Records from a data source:
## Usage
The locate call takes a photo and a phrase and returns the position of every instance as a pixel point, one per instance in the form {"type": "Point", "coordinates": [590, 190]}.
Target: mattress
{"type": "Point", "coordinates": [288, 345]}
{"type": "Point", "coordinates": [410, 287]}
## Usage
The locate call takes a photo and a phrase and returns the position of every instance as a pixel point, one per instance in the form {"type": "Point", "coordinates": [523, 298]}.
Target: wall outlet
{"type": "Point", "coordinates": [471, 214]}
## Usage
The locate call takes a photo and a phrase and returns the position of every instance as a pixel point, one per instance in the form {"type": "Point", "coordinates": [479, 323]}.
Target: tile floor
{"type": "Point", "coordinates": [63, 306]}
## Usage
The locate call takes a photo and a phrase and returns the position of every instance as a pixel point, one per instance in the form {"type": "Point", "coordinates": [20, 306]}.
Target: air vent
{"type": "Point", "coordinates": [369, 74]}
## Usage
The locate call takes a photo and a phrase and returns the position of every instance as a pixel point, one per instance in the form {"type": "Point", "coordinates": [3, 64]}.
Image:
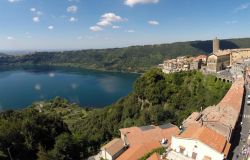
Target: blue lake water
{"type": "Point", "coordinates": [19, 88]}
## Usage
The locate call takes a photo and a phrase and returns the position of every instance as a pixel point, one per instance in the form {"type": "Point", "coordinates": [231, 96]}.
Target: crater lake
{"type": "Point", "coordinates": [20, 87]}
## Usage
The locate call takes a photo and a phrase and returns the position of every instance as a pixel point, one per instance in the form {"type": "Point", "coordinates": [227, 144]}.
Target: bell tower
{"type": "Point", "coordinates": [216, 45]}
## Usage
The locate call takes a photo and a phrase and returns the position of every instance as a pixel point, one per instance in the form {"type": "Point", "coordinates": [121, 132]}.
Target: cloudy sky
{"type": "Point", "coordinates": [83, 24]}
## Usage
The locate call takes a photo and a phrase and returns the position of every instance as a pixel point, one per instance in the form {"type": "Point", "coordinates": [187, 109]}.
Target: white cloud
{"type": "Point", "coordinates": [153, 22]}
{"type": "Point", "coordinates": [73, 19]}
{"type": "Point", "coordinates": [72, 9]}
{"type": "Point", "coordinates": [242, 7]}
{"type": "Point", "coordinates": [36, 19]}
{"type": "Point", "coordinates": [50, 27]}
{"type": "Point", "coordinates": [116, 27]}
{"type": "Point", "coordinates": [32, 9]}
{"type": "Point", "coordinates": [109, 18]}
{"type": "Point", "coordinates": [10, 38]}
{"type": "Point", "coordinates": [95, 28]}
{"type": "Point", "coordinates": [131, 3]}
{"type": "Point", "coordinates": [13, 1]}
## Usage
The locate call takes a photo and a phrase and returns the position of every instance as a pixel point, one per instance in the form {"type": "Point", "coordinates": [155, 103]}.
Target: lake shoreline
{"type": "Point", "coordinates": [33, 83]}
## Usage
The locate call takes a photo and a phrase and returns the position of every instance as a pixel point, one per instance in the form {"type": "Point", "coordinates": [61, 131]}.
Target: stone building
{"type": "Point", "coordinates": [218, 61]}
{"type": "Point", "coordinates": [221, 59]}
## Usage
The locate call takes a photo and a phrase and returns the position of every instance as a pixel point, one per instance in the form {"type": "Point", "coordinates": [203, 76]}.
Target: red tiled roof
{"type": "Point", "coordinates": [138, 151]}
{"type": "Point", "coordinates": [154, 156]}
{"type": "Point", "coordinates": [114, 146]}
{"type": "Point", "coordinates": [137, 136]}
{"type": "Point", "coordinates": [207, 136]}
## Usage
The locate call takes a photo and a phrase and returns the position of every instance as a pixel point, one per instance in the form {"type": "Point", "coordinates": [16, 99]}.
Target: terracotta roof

_Directive:_
Repeat the material above in full and unchanged, minus its images.

_Written reply:_
## Usage
The locate call takes a photo and a phrase and returns the position of every instance as a pixel point, one per instance in the form {"type": "Point", "coordinates": [590, 190]}.
Target: mattress
{"type": "Point", "coordinates": [288, 345]}
{"type": "Point", "coordinates": [410, 287]}
## Usage
The locate call takes a photo and a phrase and returns the position of every instance as a pixel point, one per instance in the form {"type": "Point", "coordinates": [523, 298]}.
Target: wall outlet
{"type": "Point", "coordinates": [471, 214]}
## Usage
The locate call takes a photo and a phrase and returns the position of every instance as a pixel point, one per instance in the form {"type": "Point", "coordinates": [479, 323]}.
Target: tile floor
{"type": "Point", "coordinates": [63, 306]}
## Usage
The locate call takes a photo and a phrase and returns the position of every instance as a pixel point, one per instance in the form {"type": "Point", "coordinates": [20, 306]}.
Target: air vent
{"type": "Point", "coordinates": [369, 74]}
## Usage
The locate call takes a photo and a phrase and returns the position of every instance as a pixel point, one per instance in the form {"type": "Point", "coordinates": [3, 64]}.
Image:
Target: blue lake water
{"type": "Point", "coordinates": [19, 88]}
## Usage
The locate call takes a photo and a phrase and returns the position of every instance as a pixel point, one per instance in the form {"type": "Point", "coordinates": [231, 96]}.
Target: crater lake
{"type": "Point", "coordinates": [20, 87]}
## Usage
The locate call takes a photo and a phrase and returns the position of every instance as a pixel point, one per instance in the form {"type": "Point", "coordinates": [227, 144]}.
Target: bell tower
{"type": "Point", "coordinates": [216, 45]}
## Usage
The locate call takes a photo and a phrase and returns the position of every instance as a pixel point, one per instance in the form {"type": "Point", "coordinates": [121, 132]}.
Target: cloudy sky
{"type": "Point", "coordinates": [83, 24]}
## Usage
The locate call takes a photo and a phrase and returns the position of every instance as a pixel point, one per instance in the form {"type": "Point", "coordinates": [187, 109]}.
Target: white cloud
{"type": "Point", "coordinates": [153, 22]}
{"type": "Point", "coordinates": [73, 19]}
{"type": "Point", "coordinates": [72, 9]}
{"type": "Point", "coordinates": [242, 7]}
{"type": "Point", "coordinates": [36, 19]}
{"type": "Point", "coordinates": [50, 27]}
{"type": "Point", "coordinates": [116, 27]}
{"type": "Point", "coordinates": [32, 9]}
{"type": "Point", "coordinates": [109, 18]}
{"type": "Point", "coordinates": [10, 38]}
{"type": "Point", "coordinates": [95, 28]}
{"type": "Point", "coordinates": [131, 3]}
{"type": "Point", "coordinates": [13, 1]}
## Usage
The locate call takes a photo and a phrase and returns the position of every instance as a pixel point, one per instance in the form {"type": "Point", "coordinates": [155, 103]}.
Target: lake shoreline
{"type": "Point", "coordinates": [33, 83]}
## Usage
The locate call takes a photo and a phrase and returns the position of every instance as a pixel point, one per instance in the form {"type": "Point", "coordinates": [61, 131]}.
Target: stone building
{"type": "Point", "coordinates": [218, 61]}
{"type": "Point", "coordinates": [221, 59]}
## Usage
The locate call takes a photo and a phrase and returns the position of every instance as a pixel point, one per instance in the form {"type": "Point", "coordinates": [203, 76]}.
Target: red tiled roof
{"type": "Point", "coordinates": [138, 151]}
{"type": "Point", "coordinates": [154, 156]}
{"type": "Point", "coordinates": [114, 146]}
{"type": "Point", "coordinates": [137, 136]}
{"type": "Point", "coordinates": [207, 136]}
## Usage
The locate call takes a photo and a phrase and returns the position of every instance as a pixel point, one per instance in the form {"type": "Point", "coordinates": [16, 99]}.
Target: terracotta roof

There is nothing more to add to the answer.